■ **TASKS**
(1) Copy the Oracle NewDensity post from "We’ll start with" down to "instance of 11.2.0.2).", putting "ANALYZE statement" in place of "analyze command".
(2) Which categories is the Oracle NewDensity post filed under?
(3) In the Oracle NewDensity post, which Oracle version does the example come from?

■ **READING PASSAGE**
Oracle Scratchpad

January 3, 2012

NewDensity

Filed under: CBO,Histograms,Oracle,Statistics — Jonathan Lewis @ 5:56 pm BST Jan 3,2012

A recent comment on a note I wrote some time ago about faking histograms asked about the calculations of selectivity in the latest versions of Oracle. As I read the question, I realised that I had originally supplied a formula for calculating cardinality, rather than selectivity, so I thought I’d supply a proper example.

We’ll start with a script to create some data and stats – and I’m going to start with a script I wrote in Jan 2001 (which is why it happens to use the analyze command rather than dbms_stats.gather_table_stats, even though this example comes from an instance of 11.2.0.2).

create table t1 (
	skew,	skew2,	padding
)
as
select r1, r2, rpad('x',400) 
from
(
	select /*+ no_merge */
		rownum r1
	from all_objects 
	where rownum <= 80
)	v1,	
(
	select /*+ no_merge */
		rownum r2
	from all_objects 
	where rownum <= 80
)	v2
where r2 <= r1
order by r2,r1
;

alter table t1 modify skew not null;
alter table t1 modify skew2 not null;

create index t1_skew on t1(skew);

analyze table t1 compute statistics
	for all indexed columns size 75;

The way I’ve created the data set the column skew has one row with the value 1, two rows with the value 2, and so on up to 80 rows with the value 80. I’ve put in a bid to collect a histogram of 75 buckets – which the default, by the way, for the analyze command – on any indexed columns . (Interestingly the resulting histogram on column skew held on 74 buckets.)

■ **DATA SECTION**
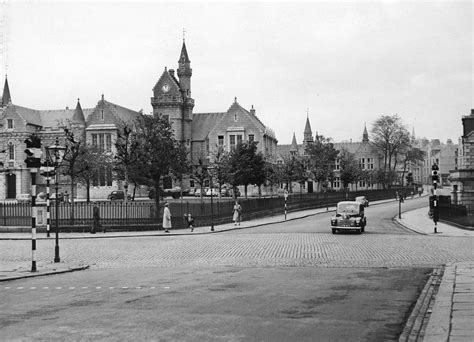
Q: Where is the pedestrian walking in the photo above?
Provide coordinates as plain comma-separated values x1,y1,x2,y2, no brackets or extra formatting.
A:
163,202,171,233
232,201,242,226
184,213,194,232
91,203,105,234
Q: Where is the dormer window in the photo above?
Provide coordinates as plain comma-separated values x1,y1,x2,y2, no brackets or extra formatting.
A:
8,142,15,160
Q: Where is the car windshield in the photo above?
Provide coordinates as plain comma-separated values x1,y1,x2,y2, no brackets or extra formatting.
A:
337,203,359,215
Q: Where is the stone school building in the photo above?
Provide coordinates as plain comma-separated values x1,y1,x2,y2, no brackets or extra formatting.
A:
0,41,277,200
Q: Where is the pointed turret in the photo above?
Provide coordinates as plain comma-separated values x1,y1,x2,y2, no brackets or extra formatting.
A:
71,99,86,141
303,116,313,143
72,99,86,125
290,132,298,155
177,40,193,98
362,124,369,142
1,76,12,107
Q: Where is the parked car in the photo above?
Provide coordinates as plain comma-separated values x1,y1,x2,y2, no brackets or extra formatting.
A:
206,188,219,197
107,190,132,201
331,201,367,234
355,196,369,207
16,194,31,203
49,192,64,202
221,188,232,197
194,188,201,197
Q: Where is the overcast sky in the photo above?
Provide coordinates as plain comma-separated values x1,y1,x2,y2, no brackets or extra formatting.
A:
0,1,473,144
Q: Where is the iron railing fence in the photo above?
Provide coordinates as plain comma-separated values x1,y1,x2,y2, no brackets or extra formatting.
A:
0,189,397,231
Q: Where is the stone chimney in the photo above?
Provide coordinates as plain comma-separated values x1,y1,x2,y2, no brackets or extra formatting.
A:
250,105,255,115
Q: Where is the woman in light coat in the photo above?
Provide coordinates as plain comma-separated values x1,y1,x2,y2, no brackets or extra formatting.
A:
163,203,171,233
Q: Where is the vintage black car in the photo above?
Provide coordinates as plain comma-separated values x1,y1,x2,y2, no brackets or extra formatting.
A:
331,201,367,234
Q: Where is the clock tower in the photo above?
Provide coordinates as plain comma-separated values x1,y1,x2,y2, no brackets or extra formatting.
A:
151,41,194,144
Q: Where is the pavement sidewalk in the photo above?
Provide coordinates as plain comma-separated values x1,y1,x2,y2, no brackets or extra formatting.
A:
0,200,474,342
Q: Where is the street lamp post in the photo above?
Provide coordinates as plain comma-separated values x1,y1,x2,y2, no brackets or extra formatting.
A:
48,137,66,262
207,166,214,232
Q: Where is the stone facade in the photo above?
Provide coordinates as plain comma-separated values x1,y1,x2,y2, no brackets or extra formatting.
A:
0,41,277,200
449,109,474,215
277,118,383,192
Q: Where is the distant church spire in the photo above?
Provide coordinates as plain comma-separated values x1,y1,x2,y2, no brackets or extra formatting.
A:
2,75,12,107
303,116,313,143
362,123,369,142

■ **TASK-BY-TASK OUTPUTS**
(1)
We’ll start with a script to create some data and stats – and I’m going to start with a script I wrote in Jan 2001 (which is why it happens to use the ANALYZE statement rather than dbms_stats.gather_table_stats, even though this example comes from an instance of 11.2.0.2).

(2) CBO, Histograms, Oracle, Statistics

(3) 11.2.0.2